Your instructions » Return, unchanged, the lines of the items below, starting with the line that contains "Give the segmentation of every instance of the road" and going on through the line that contains "[[132,0],[0,0],[0,51],[49,63],[77,48],[133,44],[132,8]]", both of those lines included.

Records to use »
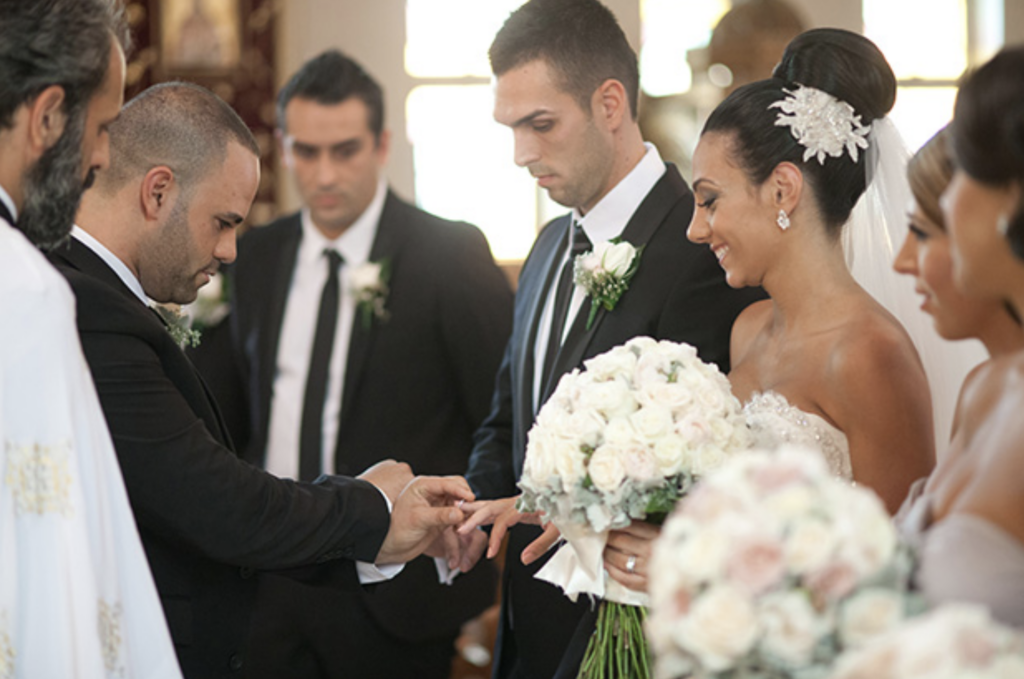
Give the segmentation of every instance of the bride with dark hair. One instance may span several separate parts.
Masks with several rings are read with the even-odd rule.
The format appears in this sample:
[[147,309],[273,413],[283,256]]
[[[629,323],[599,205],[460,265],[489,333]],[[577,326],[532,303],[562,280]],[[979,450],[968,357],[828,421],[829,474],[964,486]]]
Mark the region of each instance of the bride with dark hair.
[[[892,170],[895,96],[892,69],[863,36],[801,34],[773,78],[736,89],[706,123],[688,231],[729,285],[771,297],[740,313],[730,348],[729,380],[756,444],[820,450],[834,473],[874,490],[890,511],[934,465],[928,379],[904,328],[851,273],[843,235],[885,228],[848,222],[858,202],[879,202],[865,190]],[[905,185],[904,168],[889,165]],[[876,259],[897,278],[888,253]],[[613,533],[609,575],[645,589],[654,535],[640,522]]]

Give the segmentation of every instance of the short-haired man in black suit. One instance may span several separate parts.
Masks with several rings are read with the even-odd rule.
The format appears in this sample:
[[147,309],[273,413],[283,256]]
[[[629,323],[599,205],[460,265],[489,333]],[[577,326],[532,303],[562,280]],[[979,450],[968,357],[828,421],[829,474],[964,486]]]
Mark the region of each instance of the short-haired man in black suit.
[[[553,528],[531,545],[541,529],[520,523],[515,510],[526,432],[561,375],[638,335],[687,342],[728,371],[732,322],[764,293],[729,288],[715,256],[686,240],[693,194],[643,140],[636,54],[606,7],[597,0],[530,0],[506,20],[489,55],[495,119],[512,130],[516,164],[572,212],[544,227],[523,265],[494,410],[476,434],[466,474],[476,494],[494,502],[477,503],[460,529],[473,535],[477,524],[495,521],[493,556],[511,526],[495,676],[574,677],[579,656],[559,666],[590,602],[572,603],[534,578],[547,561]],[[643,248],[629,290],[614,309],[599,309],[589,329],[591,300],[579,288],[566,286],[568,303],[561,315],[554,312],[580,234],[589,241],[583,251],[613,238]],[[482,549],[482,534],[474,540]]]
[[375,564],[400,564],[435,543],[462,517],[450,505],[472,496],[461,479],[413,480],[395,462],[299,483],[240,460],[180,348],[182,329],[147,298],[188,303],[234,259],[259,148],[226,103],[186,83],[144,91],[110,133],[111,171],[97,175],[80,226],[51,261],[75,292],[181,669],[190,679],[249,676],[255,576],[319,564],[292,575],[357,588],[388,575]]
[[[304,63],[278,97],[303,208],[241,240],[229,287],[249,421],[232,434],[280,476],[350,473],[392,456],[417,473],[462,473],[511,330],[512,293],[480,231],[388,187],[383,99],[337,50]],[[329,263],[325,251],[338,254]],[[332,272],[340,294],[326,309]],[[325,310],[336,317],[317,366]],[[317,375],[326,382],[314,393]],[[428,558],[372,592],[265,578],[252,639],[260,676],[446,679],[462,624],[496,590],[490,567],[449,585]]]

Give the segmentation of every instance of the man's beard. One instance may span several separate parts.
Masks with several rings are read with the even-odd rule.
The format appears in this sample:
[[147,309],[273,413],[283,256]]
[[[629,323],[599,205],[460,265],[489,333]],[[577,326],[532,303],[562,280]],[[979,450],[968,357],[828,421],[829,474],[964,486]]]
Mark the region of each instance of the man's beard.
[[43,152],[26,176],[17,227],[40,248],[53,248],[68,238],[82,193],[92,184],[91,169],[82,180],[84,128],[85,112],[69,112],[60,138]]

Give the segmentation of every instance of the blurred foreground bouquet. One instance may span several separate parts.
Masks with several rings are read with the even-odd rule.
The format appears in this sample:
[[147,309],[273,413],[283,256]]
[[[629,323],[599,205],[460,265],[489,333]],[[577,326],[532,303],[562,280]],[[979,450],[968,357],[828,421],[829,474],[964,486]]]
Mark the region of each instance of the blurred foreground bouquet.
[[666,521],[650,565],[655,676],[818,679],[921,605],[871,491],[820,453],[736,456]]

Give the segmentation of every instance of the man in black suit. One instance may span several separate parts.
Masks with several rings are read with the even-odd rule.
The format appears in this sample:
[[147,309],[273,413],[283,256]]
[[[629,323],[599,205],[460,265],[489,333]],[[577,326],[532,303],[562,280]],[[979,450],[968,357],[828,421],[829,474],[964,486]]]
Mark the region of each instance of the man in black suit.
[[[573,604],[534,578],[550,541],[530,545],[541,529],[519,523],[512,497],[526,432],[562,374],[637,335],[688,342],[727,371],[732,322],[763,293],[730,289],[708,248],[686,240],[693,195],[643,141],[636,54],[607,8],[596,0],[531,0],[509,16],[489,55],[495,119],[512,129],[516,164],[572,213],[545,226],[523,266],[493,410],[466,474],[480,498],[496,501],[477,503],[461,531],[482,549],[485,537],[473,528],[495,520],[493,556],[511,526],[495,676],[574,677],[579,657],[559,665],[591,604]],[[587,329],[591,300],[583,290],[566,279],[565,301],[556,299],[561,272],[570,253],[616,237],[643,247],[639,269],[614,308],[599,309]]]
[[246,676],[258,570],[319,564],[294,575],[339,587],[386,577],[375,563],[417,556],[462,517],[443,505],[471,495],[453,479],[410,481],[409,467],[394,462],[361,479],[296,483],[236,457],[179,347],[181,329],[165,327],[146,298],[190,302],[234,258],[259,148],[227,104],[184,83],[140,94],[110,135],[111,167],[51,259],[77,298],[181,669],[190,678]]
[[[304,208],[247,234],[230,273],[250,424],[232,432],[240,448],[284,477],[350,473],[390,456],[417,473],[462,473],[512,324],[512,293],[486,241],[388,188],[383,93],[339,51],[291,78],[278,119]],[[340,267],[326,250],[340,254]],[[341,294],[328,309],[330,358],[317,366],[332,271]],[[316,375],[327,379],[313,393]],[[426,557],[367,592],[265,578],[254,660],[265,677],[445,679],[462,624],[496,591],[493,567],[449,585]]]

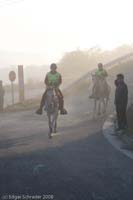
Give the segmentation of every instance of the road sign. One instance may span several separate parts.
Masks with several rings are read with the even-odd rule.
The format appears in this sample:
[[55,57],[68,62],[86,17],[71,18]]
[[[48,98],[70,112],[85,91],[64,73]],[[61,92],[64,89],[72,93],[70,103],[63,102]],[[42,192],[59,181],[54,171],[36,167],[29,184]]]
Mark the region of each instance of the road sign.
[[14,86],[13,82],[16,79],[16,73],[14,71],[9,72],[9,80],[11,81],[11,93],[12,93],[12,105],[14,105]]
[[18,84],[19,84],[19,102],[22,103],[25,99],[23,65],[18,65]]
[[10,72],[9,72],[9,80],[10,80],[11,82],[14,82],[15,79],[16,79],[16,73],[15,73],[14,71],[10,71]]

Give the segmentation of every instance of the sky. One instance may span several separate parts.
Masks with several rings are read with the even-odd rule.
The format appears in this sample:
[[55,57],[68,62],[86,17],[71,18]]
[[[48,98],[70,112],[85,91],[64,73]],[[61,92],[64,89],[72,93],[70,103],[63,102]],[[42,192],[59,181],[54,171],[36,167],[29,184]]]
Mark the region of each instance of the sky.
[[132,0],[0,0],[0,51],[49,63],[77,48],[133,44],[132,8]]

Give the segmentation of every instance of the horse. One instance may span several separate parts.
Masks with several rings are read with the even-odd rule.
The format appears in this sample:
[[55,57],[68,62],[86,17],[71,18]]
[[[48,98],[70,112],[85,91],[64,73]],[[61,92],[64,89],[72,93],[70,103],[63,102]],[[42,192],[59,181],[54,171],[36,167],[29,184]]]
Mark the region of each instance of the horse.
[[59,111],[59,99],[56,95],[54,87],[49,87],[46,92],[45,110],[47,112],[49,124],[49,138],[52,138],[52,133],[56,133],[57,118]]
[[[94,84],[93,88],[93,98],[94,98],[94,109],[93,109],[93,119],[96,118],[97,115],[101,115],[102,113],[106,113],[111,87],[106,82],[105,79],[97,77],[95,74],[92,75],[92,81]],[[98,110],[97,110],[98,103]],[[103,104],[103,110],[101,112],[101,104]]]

Result of the exercise »
Give the segmentation of every instance of the road sign. One instance may span several separate parts.
Masks with several rings are read with the even-odd rule.
The format appears in this sample:
[[55,57],[68,62],[86,17],[71,18]]
[[[48,98],[70,112],[85,91],[64,73]],[[61,92],[64,89],[72,93],[70,103],[63,102]],[[42,192],[59,181],[54,171],[36,167],[29,184]]]
Mark the region of each instance of the road sign.
[[14,86],[13,82],[16,79],[16,73],[14,71],[9,72],[9,80],[11,81],[11,93],[12,93],[12,105],[14,105]]
[[18,84],[19,84],[19,102],[22,103],[25,99],[23,65],[18,65]]
[[10,72],[9,72],[9,80],[10,80],[11,82],[14,82],[15,79],[16,79],[16,73],[15,73],[14,71],[10,71]]

Give the segmentation of every instance of the sky. One instance may span several separate parts.
Masks with several rings are read with the even-odd rule.
The format appears in this sample:
[[55,57],[68,62],[86,17],[71,18]]
[[[48,98],[70,112],[85,91],[64,73]],[[61,92],[64,89],[72,93],[70,103],[63,102]],[[42,192],[59,181],[54,171],[36,167],[29,184]]]
Mark the region of each instance of the sky.
[[132,0],[0,0],[0,51],[49,63],[77,48],[133,44],[132,8]]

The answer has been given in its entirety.